Excerpted passage:

In Dolan v. Rodgers, 149 N.Y. 489, under a contract for building ten sections of a railroad, made with a railroad company, it was stipulated that no part of the contract should be sublet by the contractor without the consent of the other party. Four sections of the work were sublet without that consent. Both parties to the subcontract knew of the clause requiring the consent of the railroad company and that it had not been given. After two sections had been built by the subcontractor, the work was stopped by the railroad company under the clause requiring its consent to the subcontract. The subcontractor sued for a balance due on the work already performed. The defendant contested his claim upon the ground that he had failed to complete two of the sections embraced in the subcontract and claimed damages for failure to perform.
The court held that case came within the doctrine applied in Lorillard v. Clyde, supra, and that both parties were excused from further performance, but held that the contractor should pay the balance due on the work actually completed, saying, at page 495: "As, however, past performance was of value to the defendant, for he received compensation for it from the railroad company at a rate materially greater than the price he had agreed to pay the plaintiff, the law will not permit him to retain that advantage without paying for it."
A holdover tenant was excused from the payment of rent as for a term renewed, although he did not vacate the premises for fifteen days after his term expired on account of the serious illness of a member of his family. Herter v. Mullen, 159 N.Y. 28.
Where a railroad company had agreed to operate cars but was prevented by weather conditions from doing so it was excused from performance. Buffalo L. Land Co. v. Bellevue L. I. Co., 165 N.Y. 247.
In a well-considered and erudite opinion in the Court of Claims ( Kinser Construction Co. v. State of New York, 125 N.Y.S. 46; affd., 145 A.D. 41; affd., 204 N.Y. 381) Judge Rodenbeck traced the growth of the doctrine of frustration and applied it to the case before him "where in the course of the construction of a canal natural conditions of soil unexpectedly appear which contingency the contract does not in express terms cover, and which render the performance of the contract as planned impossible, and make necessary substantial changes in the nature and cost of the contract and substantially affect the work remaining under the contract, the law will read into the contract an implied condition when it was made that such a contingency will terminate the entire contract."

Required work:
1. In the excerpted passage about contract law cases, how many sections of the railroad work in Dolan v. Rodgers were sublet without the railroad company's consent?
2. Give the stretch of the stored records from the start through the line containing "positive clicks: (336, 137)" as a Markdown table with the columns n and Line, one row per line and blank lines omitted.

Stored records
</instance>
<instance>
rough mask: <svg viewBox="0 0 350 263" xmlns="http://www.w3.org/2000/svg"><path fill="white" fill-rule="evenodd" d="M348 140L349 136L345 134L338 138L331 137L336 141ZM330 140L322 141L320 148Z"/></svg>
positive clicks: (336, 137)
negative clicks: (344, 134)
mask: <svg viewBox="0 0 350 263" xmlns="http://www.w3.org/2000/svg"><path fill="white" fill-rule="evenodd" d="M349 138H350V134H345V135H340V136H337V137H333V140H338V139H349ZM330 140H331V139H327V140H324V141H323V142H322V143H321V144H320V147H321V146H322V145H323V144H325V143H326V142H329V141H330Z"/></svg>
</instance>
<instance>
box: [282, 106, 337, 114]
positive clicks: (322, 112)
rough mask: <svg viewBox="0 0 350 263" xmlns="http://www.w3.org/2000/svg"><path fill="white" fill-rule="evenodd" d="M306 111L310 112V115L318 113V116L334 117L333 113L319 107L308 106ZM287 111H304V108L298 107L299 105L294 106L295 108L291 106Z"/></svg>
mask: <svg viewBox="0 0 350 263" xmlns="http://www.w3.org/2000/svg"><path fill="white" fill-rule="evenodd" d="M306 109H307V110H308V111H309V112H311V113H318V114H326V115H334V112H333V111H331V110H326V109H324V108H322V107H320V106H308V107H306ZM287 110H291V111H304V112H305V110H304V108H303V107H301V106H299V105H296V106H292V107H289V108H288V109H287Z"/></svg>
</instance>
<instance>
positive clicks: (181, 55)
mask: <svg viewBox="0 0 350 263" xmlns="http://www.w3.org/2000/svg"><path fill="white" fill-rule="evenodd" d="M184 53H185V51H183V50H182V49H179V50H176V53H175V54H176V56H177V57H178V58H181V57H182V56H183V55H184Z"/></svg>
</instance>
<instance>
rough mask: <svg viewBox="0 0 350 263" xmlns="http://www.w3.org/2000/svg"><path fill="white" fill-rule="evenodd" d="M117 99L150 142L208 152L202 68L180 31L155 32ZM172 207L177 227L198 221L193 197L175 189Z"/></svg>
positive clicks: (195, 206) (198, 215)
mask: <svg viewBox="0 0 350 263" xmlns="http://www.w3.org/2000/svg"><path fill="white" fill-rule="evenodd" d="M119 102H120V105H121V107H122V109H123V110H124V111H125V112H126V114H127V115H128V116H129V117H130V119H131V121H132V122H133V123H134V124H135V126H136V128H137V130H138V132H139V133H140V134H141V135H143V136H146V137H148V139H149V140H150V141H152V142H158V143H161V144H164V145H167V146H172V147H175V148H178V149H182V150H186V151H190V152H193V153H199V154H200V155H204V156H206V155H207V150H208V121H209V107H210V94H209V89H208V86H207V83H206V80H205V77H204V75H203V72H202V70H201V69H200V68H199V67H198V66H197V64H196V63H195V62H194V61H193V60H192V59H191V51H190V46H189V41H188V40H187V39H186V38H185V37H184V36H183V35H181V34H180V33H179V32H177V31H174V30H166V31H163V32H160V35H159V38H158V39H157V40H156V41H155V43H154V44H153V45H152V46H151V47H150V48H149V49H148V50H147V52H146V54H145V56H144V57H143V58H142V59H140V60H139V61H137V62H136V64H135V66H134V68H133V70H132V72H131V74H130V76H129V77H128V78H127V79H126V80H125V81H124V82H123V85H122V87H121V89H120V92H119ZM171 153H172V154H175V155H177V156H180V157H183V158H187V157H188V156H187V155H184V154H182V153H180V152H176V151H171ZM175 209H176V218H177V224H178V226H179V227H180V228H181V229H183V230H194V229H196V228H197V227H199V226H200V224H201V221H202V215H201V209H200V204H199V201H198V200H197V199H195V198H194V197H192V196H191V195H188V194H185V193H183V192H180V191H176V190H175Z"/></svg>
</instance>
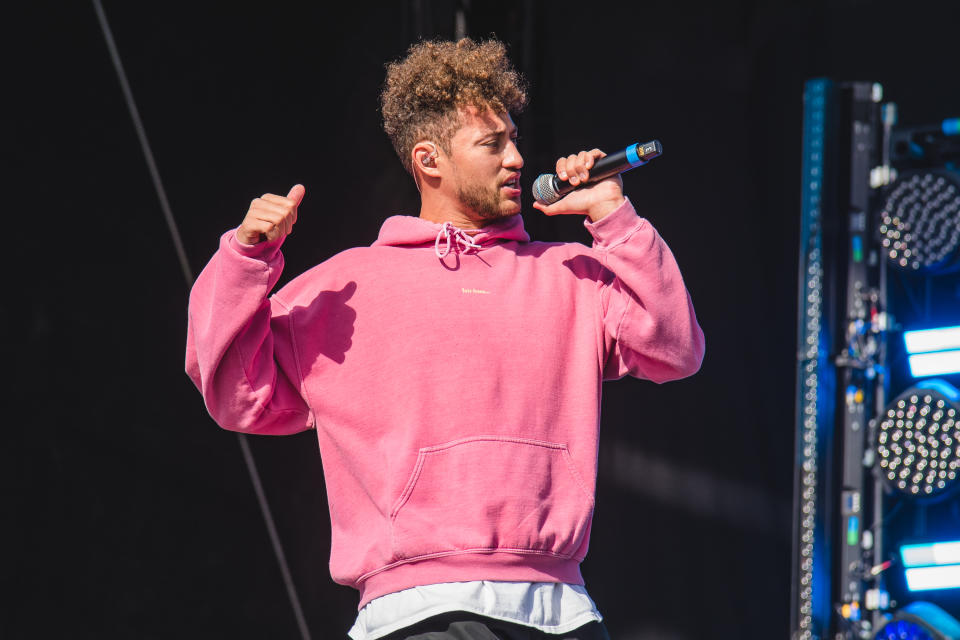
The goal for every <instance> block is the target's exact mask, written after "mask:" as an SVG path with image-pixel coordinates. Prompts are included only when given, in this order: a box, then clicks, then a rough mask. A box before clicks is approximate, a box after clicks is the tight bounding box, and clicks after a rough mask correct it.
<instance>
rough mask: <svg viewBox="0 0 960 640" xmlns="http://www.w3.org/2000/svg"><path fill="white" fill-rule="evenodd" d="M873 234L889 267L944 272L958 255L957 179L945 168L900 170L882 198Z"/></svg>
mask: <svg viewBox="0 0 960 640" xmlns="http://www.w3.org/2000/svg"><path fill="white" fill-rule="evenodd" d="M879 231H880V243H881V245H882V246H883V251H884V253H886V255H887V259H888V260H889V262H890V264H892V265H894V266H896V267H899V268H900V269H904V270H906V271H914V272H937V271H945V270H949V269H950V268H952V267H953V266H955V265H956V263H957V257H958V253H960V251H958V250H960V177H958V176H957V175H956V174H954V173H953V172H950V171H945V170H920V171H908V172H904V173H903V175H901V176H900V177H899V178H898V179H897V180H896V182H895V183H894V184H893V185H892V187H891V189H890V191H889V193H888V195H887V198H886V201H885V203H884V205H883V210H882V211H881V212H880V228H879Z"/></svg>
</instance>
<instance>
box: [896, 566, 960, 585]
mask: <svg viewBox="0 0 960 640" xmlns="http://www.w3.org/2000/svg"><path fill="white" fill-rule="evenodd" d="M903 574H904V576H905V577H906V578H907V589H910V591H932V590H934V589H958V588H960V564H948V565H946V566H943V567H914V568H912V569H906V570H905V571H904V572H903Z"/></svg>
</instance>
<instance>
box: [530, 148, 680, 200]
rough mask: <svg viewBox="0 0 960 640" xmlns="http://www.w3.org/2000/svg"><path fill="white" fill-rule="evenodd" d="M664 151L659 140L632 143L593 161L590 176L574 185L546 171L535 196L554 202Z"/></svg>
mask: <svg viewBox="0 0 960 640" xmlns="http://www.w3.org/2000/svg"><path fill="white" fill-rule="evenodd" d="M662 153H663V146H662V145H661V144H660V141H659V140H653V141H651V142H645V143H644V144H632V145H630V146H629V147H627V148H626V149H623V150H622V151H618V152H617V153H611V154H610V155H608V156H604V157H602V158H600V159H599V160H597V161H596V162H594V163H593V168H591V169H590V178H589V179H588V180H587V181H586V182H581V183H580V184H578V185H577V186H573V185H572V184H570V183H569V182H567V181H566V180H561V179H560V178H558V177H557V176H556V175H554V174H552V173H544V174H541V175H540V177H538V178H537V179H536V180H535V181H534V183H533V197H534V199H535V200H536V201H537V202H539V203H541V204H553V203H554V202H556V201H557V200H559V199H560V198H562V197H563V196H565V195H567V194H568V193H570V192H571V191H573V190H575V189H579V188H580V187H582V186H584V185H585V184H590V183H591V182H599V181H600V180H603V179H604V178H609V177H610V176H612V175H616V174H618V173H623V172H624V171H629V170H630V169H633V168H634V167H642V166H643V165H645V164H647V163H648V162H650V161H651V160H653V159H654V158H656V157H657V156H659V155H660V154H662Z"/></svg>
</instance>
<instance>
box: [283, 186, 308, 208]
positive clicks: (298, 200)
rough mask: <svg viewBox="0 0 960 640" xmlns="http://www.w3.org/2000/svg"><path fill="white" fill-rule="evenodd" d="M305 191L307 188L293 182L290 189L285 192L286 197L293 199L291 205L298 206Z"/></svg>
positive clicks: (303, 186) (296, 206) (302, 198)
mask: <svg viewBox="0 0 960 640" xmlns="http://www.w3.org/2000/svg"><path fill="white" fill-rule="evenodd" d="M306 192H307V188H306V187H304V186H303V185H302V184H295V185H293V187H292V188H291V189H290V193H288V194H287V198H289V199H290V200H293V201H294V204H293V206H295V207H299V206H300V202H301V201H302V200H303V194H305V193H306Z"/></svg>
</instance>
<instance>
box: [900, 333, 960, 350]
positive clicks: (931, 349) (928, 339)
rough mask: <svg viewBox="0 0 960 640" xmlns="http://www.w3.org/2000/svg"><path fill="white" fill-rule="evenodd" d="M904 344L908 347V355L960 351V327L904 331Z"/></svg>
mask: <svg viewBox="0 0 960 640" xmlns="http://www.w3.org/2000/svg"><path fill="white" fill-rule="evenodd" d="M903 342H904V344H906V345H907V353H926V352H928V351H944V350H946V349H960V327H942V328H940V329H924V330H922V331H904V332H903Z"/></svg>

Answers by task:
1. Four sections.

2.
| n | Line |
|---|---|
| 1 | </instance> |
| 2 | <instance> |
| 3 | rough mask: <svg viewBox="0 0 350 263" xmlns="http://www.w3.org/2000/svg"><path fill="white" fill-rule="evenodd" d="M348 140L349 136L345 134L338 138L331 137L336 141ZM330 140L322 141L320 148Z"/></svg> |
| 4 | positive clicks: (336, 137) |